> [Stated task] Recast every item below as a numbered list, omitting any blank lines.

start Raw records

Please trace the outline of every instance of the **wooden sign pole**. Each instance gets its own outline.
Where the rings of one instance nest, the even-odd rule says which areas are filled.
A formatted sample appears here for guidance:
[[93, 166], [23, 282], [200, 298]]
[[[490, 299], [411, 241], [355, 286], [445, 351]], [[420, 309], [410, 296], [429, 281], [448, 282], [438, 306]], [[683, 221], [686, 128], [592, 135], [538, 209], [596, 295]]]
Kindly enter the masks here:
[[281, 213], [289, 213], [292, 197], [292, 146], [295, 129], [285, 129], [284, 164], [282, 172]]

end Raw records

> [Task response]
1. Please trace the outline of every instance of the **wooden sign pole**. Each instance gets its own outline.
2. Where the rings of one instance nest, the even-odd rule says which areas are filled.
3. A formatted sample appears here for guidance:
4. [[93, 166], [23, 282], [200, 298]]
5. [[[490, 299], [411, 241], [355, 286], [445, 351]], [[420, 309], [410, 296], [429, 281], [448, 282], [438, 306]], [[683, 221], [686, 128], [592, 135], [538, 209], [596, 295]]]
6. Kindly enter the masks here:
7. [[281, 213], [289, 213], [292, 197], [292, 146], [295, 129], [285, 129], [284, 164], [282, 172]]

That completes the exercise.